# Requirements:
[a] Retype the stretch of the passage on electronic codes from "The use of radiofrequency" through "the electronic code.".
[b] In the passage on electronic codes, how are electronic codes currently realized?
[c] Render the following sentence from the passage on electronic codes into Spanish: "Currently the electronic codes are realized through direct printing on the final substrate."

# Text excerpt:

************

According to the aforementioned international patent application, the reading of the electronic code takes place by analyzing the way of reacting to the radiofrequency of a surface containing electronic codes printed according to the aforesaid method. With the help of electrodes an alternating (or in any case not constant) electrical signal is supplied to the electronic code and, again through the electrodes, the response current or voltage is measured.

Compared to other electronic code reading systems that do not operate at radiofrequency, the method described in the aforementioned international patent application allows greater reading reliability, thanks to the quality of the signal provided by analyzing the conductive properties of the ink, and the ability to obtain this signal even when the code is read in the absence of contact, i.e. from the rear part of the substrate on which the electronic code is affixed, or through a layer of graphic decoration or protection of the code from external agents.

The use of radiofrequency also makes it possible to better analyze the electrical properties of the ink and therefore to use inks with particular properties such as dielectric properties for the realization of the electronic code.

Currently the electronic codes are realized through direct printing on the final substrate.

The printing of serial electronic codes, that is variable for each unit produced, and even non-serial ones, requires the use of equipment whose use imposes many restrictions in the production process, as well as considerable limitations in the management of confidentiality since, for print an electronic code, it is necessary to provide a lot of confidential information to the operator in charge of printing it.

In fact, to print an electronic code, the operator must be aware of the geometric arrangement of the electronic code to be printed and the various inks to be used. Furthermore, these same inks could be used to clone previously printed codes, since, to clone an electronic code, it is sufficient to have the geometric sequence to be printed and the specific inks to be used. By cloning a code we mean printing a code without understanding its generation logic; by copy of a code we mean the printing of a code being also aware of the logic of its generation. Since electronic codes are predominantly used in the security sector, it is important to safeguard the management of their confidentiality during the printing process.

************

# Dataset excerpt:
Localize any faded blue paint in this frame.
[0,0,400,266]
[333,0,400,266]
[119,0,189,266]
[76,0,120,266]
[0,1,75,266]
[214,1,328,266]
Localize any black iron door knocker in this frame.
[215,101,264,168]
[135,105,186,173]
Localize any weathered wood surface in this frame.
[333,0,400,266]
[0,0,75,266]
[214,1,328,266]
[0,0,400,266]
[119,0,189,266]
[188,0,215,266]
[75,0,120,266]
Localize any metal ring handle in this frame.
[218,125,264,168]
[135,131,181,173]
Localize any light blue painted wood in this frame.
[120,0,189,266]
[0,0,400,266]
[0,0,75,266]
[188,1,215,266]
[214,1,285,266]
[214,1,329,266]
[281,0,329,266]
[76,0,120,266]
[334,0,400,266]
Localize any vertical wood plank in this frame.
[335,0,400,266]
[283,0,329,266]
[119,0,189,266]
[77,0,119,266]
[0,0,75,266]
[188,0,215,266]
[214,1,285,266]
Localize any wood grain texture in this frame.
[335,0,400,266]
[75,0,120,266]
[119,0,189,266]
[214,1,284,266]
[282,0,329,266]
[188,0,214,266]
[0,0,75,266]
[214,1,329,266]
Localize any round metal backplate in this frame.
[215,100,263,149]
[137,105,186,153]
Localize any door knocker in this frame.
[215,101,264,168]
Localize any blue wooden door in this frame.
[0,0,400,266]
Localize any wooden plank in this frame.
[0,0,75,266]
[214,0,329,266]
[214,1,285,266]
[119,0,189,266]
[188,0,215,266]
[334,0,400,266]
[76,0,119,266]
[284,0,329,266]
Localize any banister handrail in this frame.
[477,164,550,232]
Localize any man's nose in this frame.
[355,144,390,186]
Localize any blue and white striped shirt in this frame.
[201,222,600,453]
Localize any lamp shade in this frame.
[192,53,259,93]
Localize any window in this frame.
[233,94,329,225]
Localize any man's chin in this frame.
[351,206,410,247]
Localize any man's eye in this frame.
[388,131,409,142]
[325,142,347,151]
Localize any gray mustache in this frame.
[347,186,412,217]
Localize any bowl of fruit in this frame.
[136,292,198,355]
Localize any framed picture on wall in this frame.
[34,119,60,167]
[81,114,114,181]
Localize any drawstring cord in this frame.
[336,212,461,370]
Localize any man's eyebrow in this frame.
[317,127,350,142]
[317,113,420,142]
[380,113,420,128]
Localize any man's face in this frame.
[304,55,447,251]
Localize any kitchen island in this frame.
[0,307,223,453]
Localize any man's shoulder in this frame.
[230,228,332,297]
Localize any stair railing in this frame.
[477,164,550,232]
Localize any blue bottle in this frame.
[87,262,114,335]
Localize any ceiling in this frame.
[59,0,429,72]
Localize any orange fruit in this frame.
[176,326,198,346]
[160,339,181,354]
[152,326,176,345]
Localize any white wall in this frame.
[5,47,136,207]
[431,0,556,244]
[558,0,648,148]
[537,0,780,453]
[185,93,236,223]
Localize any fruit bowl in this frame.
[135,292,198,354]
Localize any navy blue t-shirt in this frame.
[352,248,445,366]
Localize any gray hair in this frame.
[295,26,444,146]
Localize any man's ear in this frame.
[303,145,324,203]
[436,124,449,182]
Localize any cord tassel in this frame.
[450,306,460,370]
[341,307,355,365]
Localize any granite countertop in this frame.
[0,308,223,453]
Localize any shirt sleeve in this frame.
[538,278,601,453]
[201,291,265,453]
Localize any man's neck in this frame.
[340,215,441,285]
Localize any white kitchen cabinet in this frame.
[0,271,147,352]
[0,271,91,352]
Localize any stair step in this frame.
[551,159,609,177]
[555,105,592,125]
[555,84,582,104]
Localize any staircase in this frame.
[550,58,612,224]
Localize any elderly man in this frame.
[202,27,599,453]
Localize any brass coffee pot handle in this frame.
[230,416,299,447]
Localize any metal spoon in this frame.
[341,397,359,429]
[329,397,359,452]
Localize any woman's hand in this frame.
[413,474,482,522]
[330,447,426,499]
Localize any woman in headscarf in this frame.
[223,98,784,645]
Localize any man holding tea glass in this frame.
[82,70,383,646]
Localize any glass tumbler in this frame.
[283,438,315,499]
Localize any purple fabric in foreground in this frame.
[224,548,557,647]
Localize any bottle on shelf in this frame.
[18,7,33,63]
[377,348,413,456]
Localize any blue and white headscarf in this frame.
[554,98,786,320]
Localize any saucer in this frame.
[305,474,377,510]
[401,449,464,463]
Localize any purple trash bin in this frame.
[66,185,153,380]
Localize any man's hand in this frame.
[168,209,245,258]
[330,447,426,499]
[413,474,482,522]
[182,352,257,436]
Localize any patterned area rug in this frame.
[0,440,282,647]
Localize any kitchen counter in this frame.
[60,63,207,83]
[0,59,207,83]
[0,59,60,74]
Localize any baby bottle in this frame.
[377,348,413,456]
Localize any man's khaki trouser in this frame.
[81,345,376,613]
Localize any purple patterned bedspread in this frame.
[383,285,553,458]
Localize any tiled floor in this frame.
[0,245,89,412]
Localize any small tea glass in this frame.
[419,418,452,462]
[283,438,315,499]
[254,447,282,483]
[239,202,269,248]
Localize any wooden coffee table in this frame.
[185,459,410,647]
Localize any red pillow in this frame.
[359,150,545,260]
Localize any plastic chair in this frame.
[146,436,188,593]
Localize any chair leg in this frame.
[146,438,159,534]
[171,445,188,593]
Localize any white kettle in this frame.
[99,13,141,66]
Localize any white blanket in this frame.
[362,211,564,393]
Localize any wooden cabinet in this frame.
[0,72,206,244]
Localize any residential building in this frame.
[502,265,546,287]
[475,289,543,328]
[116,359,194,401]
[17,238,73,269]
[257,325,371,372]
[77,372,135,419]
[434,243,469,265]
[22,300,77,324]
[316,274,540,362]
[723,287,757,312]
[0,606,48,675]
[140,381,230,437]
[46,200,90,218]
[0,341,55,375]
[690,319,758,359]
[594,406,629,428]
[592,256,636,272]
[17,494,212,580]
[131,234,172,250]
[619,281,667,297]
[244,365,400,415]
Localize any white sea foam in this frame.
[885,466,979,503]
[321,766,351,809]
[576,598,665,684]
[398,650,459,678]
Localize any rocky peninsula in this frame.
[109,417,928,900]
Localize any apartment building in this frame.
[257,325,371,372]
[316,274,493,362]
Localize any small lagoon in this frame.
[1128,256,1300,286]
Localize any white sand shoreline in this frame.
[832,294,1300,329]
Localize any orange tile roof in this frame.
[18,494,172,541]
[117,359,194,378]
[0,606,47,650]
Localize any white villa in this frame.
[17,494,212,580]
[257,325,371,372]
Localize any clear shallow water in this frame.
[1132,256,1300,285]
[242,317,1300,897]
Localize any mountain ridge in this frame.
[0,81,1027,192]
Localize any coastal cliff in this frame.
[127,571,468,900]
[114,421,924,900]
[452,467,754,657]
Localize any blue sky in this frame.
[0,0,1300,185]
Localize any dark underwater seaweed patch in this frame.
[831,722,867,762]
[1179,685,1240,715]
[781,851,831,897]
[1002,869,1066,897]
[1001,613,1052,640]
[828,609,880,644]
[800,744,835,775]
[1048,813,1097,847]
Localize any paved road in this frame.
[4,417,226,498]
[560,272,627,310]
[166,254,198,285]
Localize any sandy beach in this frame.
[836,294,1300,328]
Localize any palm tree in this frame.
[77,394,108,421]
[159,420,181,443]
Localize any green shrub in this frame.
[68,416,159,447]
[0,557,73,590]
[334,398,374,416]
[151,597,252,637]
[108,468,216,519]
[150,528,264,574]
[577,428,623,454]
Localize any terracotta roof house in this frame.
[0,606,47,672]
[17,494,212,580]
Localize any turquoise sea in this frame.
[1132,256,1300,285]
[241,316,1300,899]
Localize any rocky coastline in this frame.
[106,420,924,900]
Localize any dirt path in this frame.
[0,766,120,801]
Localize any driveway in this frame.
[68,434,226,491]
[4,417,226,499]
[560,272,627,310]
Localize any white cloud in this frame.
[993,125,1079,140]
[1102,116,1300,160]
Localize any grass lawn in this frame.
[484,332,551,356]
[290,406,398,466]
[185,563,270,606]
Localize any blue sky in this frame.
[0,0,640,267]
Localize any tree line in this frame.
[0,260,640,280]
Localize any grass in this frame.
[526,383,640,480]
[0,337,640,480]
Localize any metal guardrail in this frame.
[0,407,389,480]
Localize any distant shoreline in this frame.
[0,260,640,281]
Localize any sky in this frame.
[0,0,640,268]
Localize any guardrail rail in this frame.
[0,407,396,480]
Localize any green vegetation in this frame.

************

# Responses in order:
[a]
The use of radiofrequency also makes it possible to better analyze the electrical properties of the ink and therefore to use inks with particular properties such as dielectric properties for the realization of the electronic code.

[b] They are realized through direct printing on the final substrate.

[c] Actualmente, los códigos electrónicos se realizan mediante impresión directa sobre el sustrato final.